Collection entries
· · · · ·

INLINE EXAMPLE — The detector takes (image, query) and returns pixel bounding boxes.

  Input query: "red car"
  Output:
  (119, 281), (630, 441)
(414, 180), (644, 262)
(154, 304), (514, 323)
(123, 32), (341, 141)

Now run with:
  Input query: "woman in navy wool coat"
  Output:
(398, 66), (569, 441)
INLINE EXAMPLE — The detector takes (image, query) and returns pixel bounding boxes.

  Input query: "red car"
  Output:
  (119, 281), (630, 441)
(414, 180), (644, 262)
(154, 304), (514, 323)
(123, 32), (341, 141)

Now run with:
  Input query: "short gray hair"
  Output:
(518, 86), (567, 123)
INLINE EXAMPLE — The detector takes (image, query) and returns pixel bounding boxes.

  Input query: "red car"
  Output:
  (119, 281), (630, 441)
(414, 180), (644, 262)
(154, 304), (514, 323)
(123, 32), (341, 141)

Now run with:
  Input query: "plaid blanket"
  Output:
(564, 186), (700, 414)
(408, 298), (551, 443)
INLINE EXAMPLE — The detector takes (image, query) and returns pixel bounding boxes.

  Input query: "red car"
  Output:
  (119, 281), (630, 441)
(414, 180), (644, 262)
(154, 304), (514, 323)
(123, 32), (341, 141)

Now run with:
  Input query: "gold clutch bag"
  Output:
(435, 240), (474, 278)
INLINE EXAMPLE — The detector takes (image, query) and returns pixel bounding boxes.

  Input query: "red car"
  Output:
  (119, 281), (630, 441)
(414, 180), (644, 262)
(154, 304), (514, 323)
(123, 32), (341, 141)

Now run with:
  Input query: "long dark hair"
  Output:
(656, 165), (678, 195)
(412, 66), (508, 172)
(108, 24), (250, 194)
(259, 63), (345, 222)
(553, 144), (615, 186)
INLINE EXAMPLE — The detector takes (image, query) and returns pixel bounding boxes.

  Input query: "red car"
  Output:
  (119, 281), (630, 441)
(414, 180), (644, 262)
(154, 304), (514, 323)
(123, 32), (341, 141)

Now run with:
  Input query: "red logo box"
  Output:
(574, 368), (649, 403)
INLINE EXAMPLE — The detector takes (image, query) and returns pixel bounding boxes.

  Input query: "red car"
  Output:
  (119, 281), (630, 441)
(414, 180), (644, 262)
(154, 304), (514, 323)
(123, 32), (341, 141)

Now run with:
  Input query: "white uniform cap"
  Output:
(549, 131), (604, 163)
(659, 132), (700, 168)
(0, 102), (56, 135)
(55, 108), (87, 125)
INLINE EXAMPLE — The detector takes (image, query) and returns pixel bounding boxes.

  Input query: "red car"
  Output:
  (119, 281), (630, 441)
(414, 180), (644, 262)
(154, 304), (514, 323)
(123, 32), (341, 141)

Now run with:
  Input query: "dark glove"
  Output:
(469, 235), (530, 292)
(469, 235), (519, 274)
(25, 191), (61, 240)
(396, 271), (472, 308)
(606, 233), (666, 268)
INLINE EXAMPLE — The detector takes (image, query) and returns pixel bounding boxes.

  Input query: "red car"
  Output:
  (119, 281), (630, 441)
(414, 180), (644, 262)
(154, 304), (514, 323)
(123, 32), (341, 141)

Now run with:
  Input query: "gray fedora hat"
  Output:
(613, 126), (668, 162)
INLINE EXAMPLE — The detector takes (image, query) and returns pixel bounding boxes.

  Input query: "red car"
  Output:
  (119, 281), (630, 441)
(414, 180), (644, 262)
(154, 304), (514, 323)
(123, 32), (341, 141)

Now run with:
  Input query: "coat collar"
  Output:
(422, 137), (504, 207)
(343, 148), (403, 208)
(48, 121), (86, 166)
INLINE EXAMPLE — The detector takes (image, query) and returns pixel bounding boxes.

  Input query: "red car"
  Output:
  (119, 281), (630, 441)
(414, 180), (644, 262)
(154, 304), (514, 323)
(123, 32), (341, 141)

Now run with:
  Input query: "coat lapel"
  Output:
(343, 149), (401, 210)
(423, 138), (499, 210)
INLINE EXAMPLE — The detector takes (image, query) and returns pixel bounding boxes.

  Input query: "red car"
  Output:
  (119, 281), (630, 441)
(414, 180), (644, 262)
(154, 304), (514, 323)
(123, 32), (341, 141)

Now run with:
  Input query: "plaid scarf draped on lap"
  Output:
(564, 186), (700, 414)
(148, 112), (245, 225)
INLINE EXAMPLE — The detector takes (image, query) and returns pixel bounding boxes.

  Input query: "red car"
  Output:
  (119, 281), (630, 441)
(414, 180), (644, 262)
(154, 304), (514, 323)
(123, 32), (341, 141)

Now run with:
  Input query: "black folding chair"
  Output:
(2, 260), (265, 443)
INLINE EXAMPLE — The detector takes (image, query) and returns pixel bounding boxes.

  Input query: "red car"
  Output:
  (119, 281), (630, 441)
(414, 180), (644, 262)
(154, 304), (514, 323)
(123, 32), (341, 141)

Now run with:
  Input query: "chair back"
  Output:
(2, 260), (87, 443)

· · · · ·

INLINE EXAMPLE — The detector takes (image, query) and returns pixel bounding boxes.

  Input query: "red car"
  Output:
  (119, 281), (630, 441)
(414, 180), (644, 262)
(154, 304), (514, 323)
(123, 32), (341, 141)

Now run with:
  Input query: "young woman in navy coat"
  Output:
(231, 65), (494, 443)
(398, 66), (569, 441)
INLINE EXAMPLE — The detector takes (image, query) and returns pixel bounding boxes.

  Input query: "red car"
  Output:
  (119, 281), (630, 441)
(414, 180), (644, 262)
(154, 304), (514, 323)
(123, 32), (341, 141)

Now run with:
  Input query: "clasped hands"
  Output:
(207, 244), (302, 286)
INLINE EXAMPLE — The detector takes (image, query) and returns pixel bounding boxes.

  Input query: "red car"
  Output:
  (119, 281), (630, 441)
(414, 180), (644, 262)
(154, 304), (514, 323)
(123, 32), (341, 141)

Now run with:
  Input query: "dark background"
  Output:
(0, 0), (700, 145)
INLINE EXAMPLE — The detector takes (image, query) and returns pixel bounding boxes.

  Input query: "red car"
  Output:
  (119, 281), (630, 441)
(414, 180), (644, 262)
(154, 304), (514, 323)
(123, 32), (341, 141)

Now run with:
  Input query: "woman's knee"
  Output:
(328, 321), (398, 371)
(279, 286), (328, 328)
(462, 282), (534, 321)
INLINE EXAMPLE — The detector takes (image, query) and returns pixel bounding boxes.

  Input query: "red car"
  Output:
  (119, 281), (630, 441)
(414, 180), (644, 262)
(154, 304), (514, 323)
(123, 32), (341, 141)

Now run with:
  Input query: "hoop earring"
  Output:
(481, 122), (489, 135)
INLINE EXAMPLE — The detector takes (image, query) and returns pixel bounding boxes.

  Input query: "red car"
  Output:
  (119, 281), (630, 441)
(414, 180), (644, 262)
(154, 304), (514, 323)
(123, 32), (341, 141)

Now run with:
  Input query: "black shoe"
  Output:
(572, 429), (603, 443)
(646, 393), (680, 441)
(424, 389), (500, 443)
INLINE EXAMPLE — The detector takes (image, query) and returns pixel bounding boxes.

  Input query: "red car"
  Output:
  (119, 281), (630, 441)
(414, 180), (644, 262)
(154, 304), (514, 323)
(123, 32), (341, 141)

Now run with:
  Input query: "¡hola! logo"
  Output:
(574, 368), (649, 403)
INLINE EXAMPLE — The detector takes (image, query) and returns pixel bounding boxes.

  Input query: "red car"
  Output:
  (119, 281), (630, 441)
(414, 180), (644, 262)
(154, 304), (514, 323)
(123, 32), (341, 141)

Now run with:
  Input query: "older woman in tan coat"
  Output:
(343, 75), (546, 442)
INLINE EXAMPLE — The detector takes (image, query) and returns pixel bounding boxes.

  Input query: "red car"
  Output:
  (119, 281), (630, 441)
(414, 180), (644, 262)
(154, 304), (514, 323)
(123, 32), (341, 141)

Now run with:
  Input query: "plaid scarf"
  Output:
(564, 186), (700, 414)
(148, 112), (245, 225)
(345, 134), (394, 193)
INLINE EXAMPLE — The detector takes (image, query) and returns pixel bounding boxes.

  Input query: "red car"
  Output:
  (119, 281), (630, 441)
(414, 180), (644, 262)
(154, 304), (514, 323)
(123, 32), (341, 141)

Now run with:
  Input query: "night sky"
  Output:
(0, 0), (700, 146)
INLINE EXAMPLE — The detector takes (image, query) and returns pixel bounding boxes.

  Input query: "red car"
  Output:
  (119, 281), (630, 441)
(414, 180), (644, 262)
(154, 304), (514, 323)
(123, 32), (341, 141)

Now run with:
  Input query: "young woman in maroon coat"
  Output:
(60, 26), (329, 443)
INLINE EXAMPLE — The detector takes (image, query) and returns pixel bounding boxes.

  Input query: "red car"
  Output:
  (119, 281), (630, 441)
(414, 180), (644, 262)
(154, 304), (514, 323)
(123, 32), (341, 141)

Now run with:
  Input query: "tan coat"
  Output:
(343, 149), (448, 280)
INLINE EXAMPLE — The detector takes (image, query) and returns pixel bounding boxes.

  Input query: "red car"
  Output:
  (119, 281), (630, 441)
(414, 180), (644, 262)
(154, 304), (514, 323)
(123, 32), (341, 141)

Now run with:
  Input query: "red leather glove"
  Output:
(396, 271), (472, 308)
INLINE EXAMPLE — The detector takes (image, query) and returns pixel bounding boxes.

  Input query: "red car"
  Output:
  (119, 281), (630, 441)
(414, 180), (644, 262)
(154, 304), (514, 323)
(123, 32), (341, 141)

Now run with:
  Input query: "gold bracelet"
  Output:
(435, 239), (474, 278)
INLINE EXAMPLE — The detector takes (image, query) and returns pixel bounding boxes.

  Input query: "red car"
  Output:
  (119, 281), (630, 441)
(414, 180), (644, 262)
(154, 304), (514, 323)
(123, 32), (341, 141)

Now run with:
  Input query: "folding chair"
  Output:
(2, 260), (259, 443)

· · · · ·

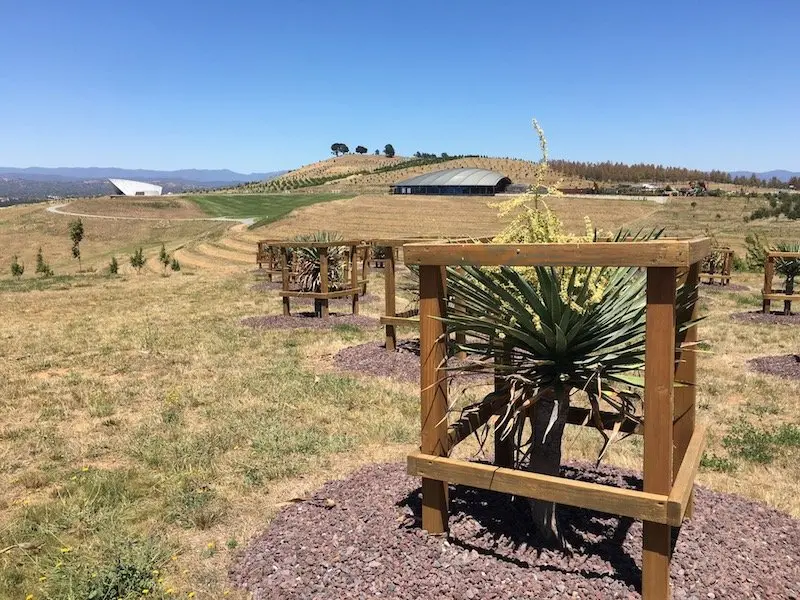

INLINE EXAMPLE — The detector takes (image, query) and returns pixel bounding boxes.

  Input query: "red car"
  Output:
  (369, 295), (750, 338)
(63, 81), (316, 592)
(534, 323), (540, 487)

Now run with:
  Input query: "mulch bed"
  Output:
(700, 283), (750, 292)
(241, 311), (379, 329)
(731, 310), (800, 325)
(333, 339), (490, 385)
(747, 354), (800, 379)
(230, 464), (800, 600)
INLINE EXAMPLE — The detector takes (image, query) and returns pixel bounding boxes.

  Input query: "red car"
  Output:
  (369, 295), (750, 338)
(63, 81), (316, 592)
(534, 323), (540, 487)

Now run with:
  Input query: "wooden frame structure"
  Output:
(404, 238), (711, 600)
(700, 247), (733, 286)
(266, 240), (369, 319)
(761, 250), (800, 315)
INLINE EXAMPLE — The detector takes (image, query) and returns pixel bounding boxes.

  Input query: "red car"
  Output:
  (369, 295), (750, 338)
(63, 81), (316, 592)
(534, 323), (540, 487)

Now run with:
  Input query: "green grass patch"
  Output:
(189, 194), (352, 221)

· · · · ·

Find each line in the items above that contains the word "logo", and copy those lines out.

* **Written solution**
  Input query: "red logo box"
  Input query: "¡hola! logo"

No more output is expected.